Copy all of the data below line for line, changing nothing.

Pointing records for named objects
# # # # # # #

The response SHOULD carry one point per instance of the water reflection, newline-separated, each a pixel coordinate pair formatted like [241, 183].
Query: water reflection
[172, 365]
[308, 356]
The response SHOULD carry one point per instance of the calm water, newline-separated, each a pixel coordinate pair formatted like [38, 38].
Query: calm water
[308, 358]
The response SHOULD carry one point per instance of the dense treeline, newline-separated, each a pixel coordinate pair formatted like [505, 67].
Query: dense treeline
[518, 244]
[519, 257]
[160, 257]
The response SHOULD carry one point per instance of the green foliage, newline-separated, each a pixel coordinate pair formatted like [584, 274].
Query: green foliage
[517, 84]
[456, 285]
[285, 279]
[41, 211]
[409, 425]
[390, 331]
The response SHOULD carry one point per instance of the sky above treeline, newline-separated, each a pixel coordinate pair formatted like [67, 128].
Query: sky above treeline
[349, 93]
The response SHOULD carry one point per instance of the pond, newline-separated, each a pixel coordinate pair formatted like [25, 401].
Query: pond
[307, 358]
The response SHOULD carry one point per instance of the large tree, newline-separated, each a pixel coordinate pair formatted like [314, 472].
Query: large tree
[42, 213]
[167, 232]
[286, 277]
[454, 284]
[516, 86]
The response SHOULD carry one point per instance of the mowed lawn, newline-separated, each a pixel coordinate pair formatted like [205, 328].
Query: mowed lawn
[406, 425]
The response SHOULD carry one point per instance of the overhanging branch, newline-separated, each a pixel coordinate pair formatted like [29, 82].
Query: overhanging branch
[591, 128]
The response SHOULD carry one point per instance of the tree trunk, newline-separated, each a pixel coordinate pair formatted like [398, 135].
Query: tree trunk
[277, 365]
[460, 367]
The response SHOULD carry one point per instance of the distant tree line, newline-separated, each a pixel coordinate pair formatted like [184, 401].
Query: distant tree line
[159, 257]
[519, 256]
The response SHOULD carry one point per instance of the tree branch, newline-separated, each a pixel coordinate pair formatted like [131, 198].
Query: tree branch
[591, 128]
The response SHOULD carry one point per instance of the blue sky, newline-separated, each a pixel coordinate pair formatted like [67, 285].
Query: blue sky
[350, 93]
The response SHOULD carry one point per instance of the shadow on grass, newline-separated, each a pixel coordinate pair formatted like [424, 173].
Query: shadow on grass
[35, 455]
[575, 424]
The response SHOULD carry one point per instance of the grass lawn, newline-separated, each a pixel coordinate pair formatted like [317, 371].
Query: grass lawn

# # # # # # #

## [FINAL RESULT]
The response SHOULD carry one point per instance of the water reflection, newline-separated, each a pixel coordinate pair formatted like [241, 183].
Query: water reflection
[172, 365]
[308, 356]
The response SHOULD carry one point per instance of the calm water, newline-separated, each a pixel coordinate pair formatted like [38, 38].
Query: calm water
[308, 358]
The response SHOULD carry one point per instance of the dense treeline, newline-separated, each a pixel coordinate pair formatted like [505, 67].
Query: dense treeline
[518, 244]
[519, 257]
[160, 257]
The response SHOULD carry one point per instance of the green foliage, newline-separated, each a pixel coordinate pair formatted like [584, 274].
Query: green foliage
[517, 84]
[456, 285]
[285, 279]
[41, 211]
[409, 425]
[390, 331]
The response SHOULD carry one point per instance of the sky above treeline, newline-separated, each a pixel coordinate pair formatted like [67, 128].
Query: sky above treeline
[349, 93]
The response SHOULD carry one point per instance of the pond, newline-separated, each a pixel coordinate pair formatted like [25, 401].
Query: pond
[307, 358]
The response SHOULD carry one point per instance of the large tree, newline-separated, each a pixel coordinate pair formatted like [314, 472].
Query: large tree
[42, 213]
[167, 232]
[286, 277]
[454, 284]
[516, 86]
The response SHOULD carry one point per instance of the mowed lawn, newline-separated, each a pixel coordinate pair formatted like [205, 328].
Query: mowed lawn
[406, 425]
The response SHOULD carry one point per instance of the overhanging branch, newline-separated, each a pixel coordinate pair formatted like [29, 82].
Query: overhanging branch
[591, 128]
The response SHOULD carry one point per instance of the tree trunk, newline-separated, each a pixel coordinate pair formatted like [398, 135].
Query: tree trunk
[277, 365]
[460, 367]
The response SHOULD carry one point per instance of the distant tree line, newline-separated, each a pixel coordinate pair formatted like [184, 401].
Query: distant tree line
[159, 257]
[519, 256]
The response SHOULD carry one point per instance of the tree branch, newline-separated, each a pixel coordinate pair formatted like [131, 198].
Query: tree branch
[591, 128]
The response SHOULD carry one point per instance of the blue sky, newline-separated, each a pixel coordinate pair formatted like [67, 285].
Query: blue sky
[350, 93]
The response SHOULD carry one point per instance of the shadow on grass, newline-separated, each a pixel coordinate pair formatted like [424, 173].
Query: shadow on grass
[35, 455]
[575, 424]
The response SHOULD carry one point per instance of the grass lawn, newline-separated, each a pixel coordinate pair formatted like [317, 371].
Query: grass lawn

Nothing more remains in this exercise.